▶ Task: Please rewrite the items from the line that contains "Target: man's dark jacket" through the last line of the items, with both of those lines included and every line kept. Raise each number in the point coordinates by 110.

--- Start of Data lines ---

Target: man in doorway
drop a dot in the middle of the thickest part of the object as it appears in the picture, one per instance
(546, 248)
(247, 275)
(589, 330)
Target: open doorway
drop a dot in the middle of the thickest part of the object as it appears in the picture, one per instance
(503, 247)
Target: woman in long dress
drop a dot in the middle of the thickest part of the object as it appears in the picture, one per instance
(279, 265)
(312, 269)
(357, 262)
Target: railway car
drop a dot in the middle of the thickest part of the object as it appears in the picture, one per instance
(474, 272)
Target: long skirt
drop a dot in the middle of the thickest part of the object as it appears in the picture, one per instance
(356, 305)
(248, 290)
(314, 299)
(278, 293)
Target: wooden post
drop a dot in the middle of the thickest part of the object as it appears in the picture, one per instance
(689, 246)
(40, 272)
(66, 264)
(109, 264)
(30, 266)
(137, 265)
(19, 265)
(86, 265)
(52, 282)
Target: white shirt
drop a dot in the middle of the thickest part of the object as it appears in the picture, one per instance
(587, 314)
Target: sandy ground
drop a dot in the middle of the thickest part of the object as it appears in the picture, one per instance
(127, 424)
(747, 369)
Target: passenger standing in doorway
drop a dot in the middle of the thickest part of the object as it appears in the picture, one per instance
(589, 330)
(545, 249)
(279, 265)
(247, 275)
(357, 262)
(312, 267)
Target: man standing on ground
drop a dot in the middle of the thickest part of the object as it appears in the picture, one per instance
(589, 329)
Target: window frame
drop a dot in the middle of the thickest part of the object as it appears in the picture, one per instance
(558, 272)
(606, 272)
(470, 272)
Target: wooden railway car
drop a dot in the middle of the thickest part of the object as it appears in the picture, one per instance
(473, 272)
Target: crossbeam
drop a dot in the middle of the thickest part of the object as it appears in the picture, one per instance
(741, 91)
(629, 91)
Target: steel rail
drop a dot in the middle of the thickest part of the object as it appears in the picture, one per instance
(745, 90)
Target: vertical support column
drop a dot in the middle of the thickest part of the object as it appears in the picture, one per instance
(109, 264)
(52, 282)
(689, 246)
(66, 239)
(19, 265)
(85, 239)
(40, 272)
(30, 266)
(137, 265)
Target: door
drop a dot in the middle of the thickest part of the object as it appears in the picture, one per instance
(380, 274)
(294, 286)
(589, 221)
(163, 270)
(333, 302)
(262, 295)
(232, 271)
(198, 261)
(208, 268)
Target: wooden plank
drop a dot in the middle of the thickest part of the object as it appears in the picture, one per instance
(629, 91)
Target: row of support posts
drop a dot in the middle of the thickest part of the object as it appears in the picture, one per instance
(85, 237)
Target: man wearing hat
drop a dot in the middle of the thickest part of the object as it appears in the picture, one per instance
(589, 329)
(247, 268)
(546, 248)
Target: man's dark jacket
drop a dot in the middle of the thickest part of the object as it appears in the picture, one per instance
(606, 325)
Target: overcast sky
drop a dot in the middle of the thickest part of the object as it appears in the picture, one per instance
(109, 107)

--- End of Data lines ---

▶ Reply:
Target: man's dark jacket
drop a dot in the middle of the thickest part of the object as it appears in the picture, one per instance
(716, 435)
Target: overcast sky
drop a dot in the middle of the thickest part of the object as it appears in the picture, one per instance
(219, 217)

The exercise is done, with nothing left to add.